**WHAT YOU NEED TO DO**
1. In the text on Bogle-L'Ouverture Publications, what was the publisher's first published title?
2. Repeat word for word the part of the text on Bogle-L'Ouverture Publications starting with "Jessica and Eric, her" and going on through "the Rodney Riots.".

**EXTRACT PROVIDED**
-------

I first met Jessica in 1967 at the West Indian Students Centre (WISC) in Collingham Road, Earls Court, which hosted community meetings on a wide range of issues to do with the Caribbean community in London, including political and economic issues in the countries from which we had not long come. WISC became a rallying point for a community, a platform from which students from the Caribbean engaged with the struggles and social life of migrants in all works of life and a ‘home’ for the Caribbean Education Association which soon morphed into the Caribbean Education and Community Workers Association (CECWA).
Jessica and Eric, her husband of over sixty years, established and ran one of only two black publishing houses in the UK. They established Bogle-L’Ouverture towards the end of 1968, after a popular and fierce campaign against the Jamaican Government’s decision, under Prime Minister Hugh Shearer, to ban the late Dr Walter Rodney from ever returning to Jamaica and to his post at the University of the West Indies (UWI). He had taught at the UWI’s Mona Campus after returning from the University of Dar-es-Salaam in 1967, combining his academic work with political activism and worker organisation among workers and peasants in Jamaica. Rodney’s message resonated with the poor and dispossessed in that island and especially with the Rastafarian Movement. The ban led to mass protest in Jamaica and elsewhere in the Caribbean, and sparked what became known as the Rodney Riots.
It is small wonder, then, that when Jessica and Eric Huntley and a small committee of comrades who had been active in the anti-ban campaign met and decided to establish a publishing facility and bookshop, they decided to name it after Paul Bogle, a revolutionary anti-imperialist and anti-plantocracy leader of the Morant Bay Rebellion in St Thomas, Jamaica, in 1865, and Toussaint L’Ouverture, the leader of the Haitian Revolution some seventy five years earlier. Walter Rodney provided the newly formed Bogle-L’Ouverture Publications with his account of the background to the ban, including his work among the working and peasant classes and his assessment of the politics of the day. His seminal work ‘The Groundings with my Brothers’ thus became Bogle-L’Ouverture’s first published title.
Additionally, John La Rose, political comrade and friend of Jessica and Eric, who himself had established New Beacon Books in Hornsey, North London, in 1966, the first black publishing house and booksellers in the UK, provided a stock of books to Bogle-L’Ouverture so they could begin to build a clientele and have books on the shelves for that hungry readership from the black community and its supplementary schools and those progressive white teachers who were eager to do something about the Eurocentric curriculum they were dishing out to children daily.
The name Walter Rodney was to become synonymous with Bogle-L’Ouverture Publications. Walter returned to Dar-es-Salaam in 1969 and continued to teach there until 1974. But he also embarked on a major project while there, one that was going to rewrite the history of Africa and give a new direction to Pan-Africanism and anti-colonialist/anti-neocolonialist struggles. Rodney wrote ‘How Europe Underdeveloped Africa’ and in 1972 gave the manuscript to Jessica and Eric for publication. This ‘classic of anti-imperialist literature’ has had several reprints. One writer noted its influence on Manning Marable’s 1983 “How Capitalism Underdeveloped Black America”, remarking that ‘although Rodney’s book was not published by Monthly Review, it certainly was seen as a companion volume to such MR classics as Eduardo Galeano’s “The Open Veins of Latin America” and Pierre Jalee’s “Pillage of the Third World”. (Louis Proyect - the Unrepentant Marxist, 2008)

-------

**ITEMS**
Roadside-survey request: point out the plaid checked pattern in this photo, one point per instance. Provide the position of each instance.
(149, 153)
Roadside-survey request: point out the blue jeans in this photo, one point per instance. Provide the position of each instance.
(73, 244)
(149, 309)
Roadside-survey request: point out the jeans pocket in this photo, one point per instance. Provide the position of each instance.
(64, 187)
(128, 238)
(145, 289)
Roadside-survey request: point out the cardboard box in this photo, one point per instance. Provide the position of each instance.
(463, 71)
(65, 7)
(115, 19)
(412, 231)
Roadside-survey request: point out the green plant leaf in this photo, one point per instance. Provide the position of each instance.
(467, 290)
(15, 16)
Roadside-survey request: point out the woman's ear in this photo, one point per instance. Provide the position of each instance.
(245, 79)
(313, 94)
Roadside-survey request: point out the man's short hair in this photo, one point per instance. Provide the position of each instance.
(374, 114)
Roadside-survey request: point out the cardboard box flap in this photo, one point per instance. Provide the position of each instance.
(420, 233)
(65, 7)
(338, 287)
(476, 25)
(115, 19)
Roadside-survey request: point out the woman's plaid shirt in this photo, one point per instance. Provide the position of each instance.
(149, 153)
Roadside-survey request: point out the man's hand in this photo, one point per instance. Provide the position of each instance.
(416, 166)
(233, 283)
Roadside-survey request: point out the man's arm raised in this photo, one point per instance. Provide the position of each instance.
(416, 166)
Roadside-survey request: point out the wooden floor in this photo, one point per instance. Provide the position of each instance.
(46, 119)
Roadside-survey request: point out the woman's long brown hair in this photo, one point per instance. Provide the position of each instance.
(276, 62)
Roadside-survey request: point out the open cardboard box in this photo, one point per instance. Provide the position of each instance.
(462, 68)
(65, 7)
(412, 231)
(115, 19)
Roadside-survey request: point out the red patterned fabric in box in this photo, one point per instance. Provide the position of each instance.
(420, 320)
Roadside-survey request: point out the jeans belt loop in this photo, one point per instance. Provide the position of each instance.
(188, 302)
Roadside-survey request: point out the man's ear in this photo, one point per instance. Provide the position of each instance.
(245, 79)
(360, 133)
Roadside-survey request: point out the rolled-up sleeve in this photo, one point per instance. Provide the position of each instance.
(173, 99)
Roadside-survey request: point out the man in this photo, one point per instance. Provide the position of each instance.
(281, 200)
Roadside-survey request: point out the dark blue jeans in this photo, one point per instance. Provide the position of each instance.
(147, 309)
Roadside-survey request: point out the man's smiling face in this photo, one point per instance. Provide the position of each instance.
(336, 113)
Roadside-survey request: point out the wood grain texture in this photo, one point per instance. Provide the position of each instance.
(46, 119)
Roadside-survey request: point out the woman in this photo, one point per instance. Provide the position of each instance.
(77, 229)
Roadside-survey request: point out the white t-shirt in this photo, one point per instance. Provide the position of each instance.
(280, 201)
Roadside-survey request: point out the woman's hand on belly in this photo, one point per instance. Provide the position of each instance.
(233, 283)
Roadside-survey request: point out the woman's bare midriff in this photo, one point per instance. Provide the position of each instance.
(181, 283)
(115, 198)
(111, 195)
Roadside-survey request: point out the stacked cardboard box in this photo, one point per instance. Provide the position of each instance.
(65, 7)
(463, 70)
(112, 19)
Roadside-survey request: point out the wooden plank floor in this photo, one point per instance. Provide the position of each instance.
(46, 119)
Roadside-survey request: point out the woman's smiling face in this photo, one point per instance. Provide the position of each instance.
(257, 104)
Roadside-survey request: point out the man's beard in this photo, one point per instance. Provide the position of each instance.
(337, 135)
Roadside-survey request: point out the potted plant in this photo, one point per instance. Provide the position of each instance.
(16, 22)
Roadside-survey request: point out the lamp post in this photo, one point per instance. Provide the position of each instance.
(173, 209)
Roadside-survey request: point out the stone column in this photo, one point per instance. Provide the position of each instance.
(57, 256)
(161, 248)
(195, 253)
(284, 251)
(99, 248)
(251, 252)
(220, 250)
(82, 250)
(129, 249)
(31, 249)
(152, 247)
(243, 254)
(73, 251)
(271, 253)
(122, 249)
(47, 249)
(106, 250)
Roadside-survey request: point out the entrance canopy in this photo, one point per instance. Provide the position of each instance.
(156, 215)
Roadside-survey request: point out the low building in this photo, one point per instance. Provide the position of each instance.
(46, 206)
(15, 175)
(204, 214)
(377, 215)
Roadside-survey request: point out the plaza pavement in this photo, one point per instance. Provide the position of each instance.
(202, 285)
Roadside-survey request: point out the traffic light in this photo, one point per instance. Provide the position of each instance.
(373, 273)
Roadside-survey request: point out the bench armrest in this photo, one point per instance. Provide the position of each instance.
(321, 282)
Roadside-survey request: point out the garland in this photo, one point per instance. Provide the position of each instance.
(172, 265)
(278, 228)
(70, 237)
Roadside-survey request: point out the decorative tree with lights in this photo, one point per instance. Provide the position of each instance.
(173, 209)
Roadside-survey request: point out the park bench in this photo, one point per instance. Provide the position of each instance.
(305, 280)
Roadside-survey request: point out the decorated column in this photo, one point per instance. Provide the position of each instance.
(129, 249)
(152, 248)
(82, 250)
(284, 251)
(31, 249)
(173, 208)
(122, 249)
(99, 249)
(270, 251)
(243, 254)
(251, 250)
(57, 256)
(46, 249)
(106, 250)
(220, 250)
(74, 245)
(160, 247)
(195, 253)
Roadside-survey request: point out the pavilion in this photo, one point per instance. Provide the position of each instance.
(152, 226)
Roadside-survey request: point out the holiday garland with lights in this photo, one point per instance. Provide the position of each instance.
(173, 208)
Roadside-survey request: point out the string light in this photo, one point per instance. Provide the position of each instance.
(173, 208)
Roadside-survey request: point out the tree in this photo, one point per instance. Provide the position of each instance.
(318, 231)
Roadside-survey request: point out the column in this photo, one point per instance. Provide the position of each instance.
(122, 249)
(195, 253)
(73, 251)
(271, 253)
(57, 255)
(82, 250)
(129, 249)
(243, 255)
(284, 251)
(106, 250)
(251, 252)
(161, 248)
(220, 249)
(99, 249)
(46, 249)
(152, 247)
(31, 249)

-------

**EXERCISE RESPONSES**
1. Walter Rodney's "The Groundings with my Brothers."

2.
Jessica and Eric, her husband of over sixty years, established and ran one of only two black publishing houses in the UK. They established Bogle-L’Ouverture towards the end of 1968, after a popular and fierce campaign against the Jamaican Government’s decision, under Prime Minister Hugh Shearer, to ban the late Dr Walter Rodney from ever returning to Jamaica and to his post at the University of the West Indies (UWI). He had taught at the UWI’s Mona Campus after returning from the University of Dar-es-Salaam in 1967, combining his academic work with political activism and worker organisation among workers and peasants in Jamaica. Rodney’s message resonated with the poor and dispossessed in that island and especially with the Rastafarian Movement. The ban led to mass protest in Jamaica and elsewhere in the Caribbean, and sparked what became known as the Rodney Riots.